TEXT:
## BEGIN
Standard PIM sparse mode scales beautifully for a handful of sources and thousands of receivers. Push it the other direction, thousands of sporadic senders, or stretch it across administrative boundaries, and two very different tools take over: bidirectional PIM collapses per-source state inside a domain, and MSDP carries source knowledge between domains (and between redundant RPs). This article covers both, with a live MSDP peering between two RPs in the lab and a real SA cache capture. Part of the IP multicast guide.
The State Problem
Every active source in PIM-SM costs the network (S,G) entries on every router along its tree (the machinery covered in PIM sparse mode explained). For a trading floor app or a sensor fabric where ten thousand endpoints each transmit occasionally to the same group, that is ten thousand source trees, plus a register burst and an SPT decision for each. The RP becomes a state bottleneck, and most of those trees carry a few packets an hour.
Bidirectional PIM's answer is radical: keep only the shared tree, forever, and make it carry traffic both directions.
## END
TO-DO LIST:
1. Copy the passage of the multicast article from "Standard PIM sparse" up to and including "IP multicast guide.".
2. Answer these questions using the multicast article.
(a) What does bidirectional PIM collapse inside a domain?
(b) Between which two devices is the live MSDP peering set up in the lab?
(c) Which device becomes a state bottleneck when thousands of endpoints each transmit occasionally?
3. Continue the multicast article from the point where it stops.

DATA SHOWN:
## BEGIN
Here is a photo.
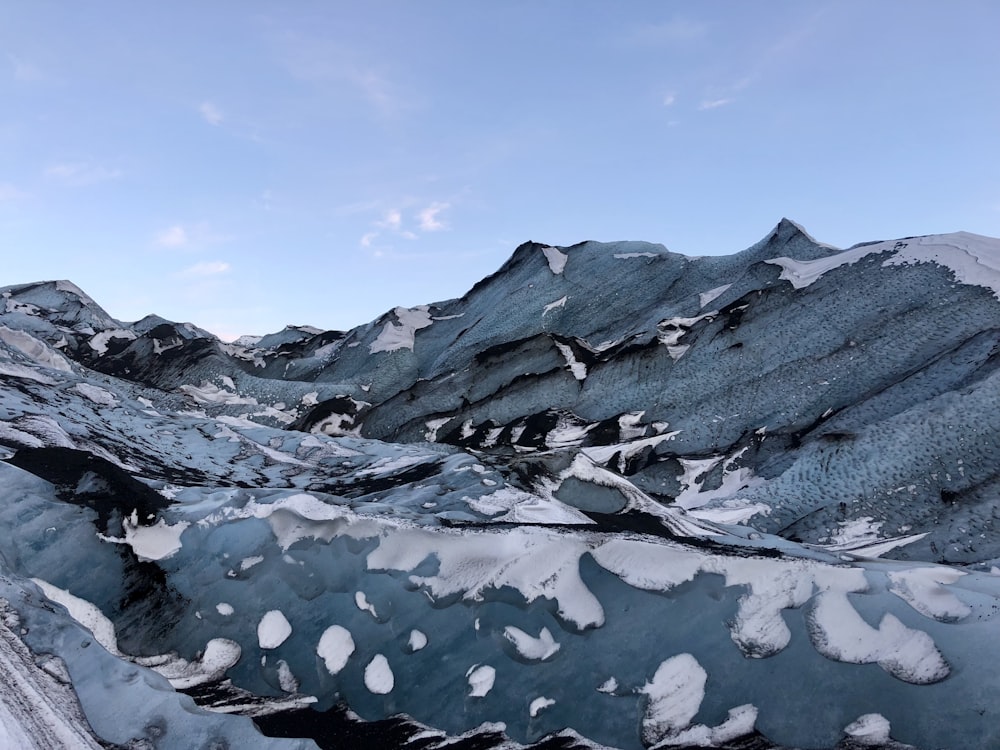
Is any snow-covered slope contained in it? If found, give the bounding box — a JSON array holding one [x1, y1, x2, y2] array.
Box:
[[0, 221, 1000, 749]]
## END
FINAL ANSWERS:
1.
Standard PIM sparse mode scales beautifully for a handful of sources and thousands of receivers. Push it the other direction, thousands of sporadic senders, or stretch it across administrative boundaries, and two very different tools take over: bidirectional PIM collapses per-source state inside a domain, and MSDP carries source knowledge between domains (and between redundant RPs). This article covers both, with a live MSDP peering between two RPs in the lab and a real SA cache capture. Part of the IP multicast guide.

2.
(a) Per-source state.
(b) Two RPs.
(c) The RP.

3.
Bidirectional PIM: One Tree, Both Ways
In bidir PIM, a group's entire life happens on a single (*,G) tree rooted at the RP. Receivers join it downward exactly as in PIM-SM. Sources send upward along it: any router receiving multicast for a bidir group forwards it toward the RP, no registration, no (S,G) state, no RPF check against the source, and traffic flows down every branch with interested receivers as it passes. Three consequences:
- State is O(groups), not O(sources x groups). Ten thousand senders to one group cost exactly one mroute entry per router. This is the entire point.
- Paths are never optimal. Everything transits the RP's tree, so source-to-receiver latency is whatever the shared tree gives you. Bidir trades path quality for state, the opposite of the SPT switchover.
- Loop prevention changes. With traffic flowing both directions on one tree, standard source-RPF cannot work. Instead each segment elects a designated forwarder (DF), the router with the best route to the RP, and only the DF moves packets toward the RP. One forwarder per link means no loops, enforced by election rather than per-packet source checks. (The RPF check still governs the tree toward the RP itself.)
Configuration is ip pim bidir-enable plus flagging the RP's group ranges as bidir (ip pim rp-address 2.2.2.2 <acl> bidir). Every router in the domain must support and enable it. In show ip mroute, bidir groups carry the B flag, and notably the RP for a bidir group can be a phantom, just a routable address on the tree with no actual router owning it, since nothing ever registers to it. Use bidir when a group's sender count is large, sporadic, and many-to-many (collaboration, presence, telemetry ingestion); use SSM when sources are few and known (see the SSM article); standard PIM-SM covers the middle.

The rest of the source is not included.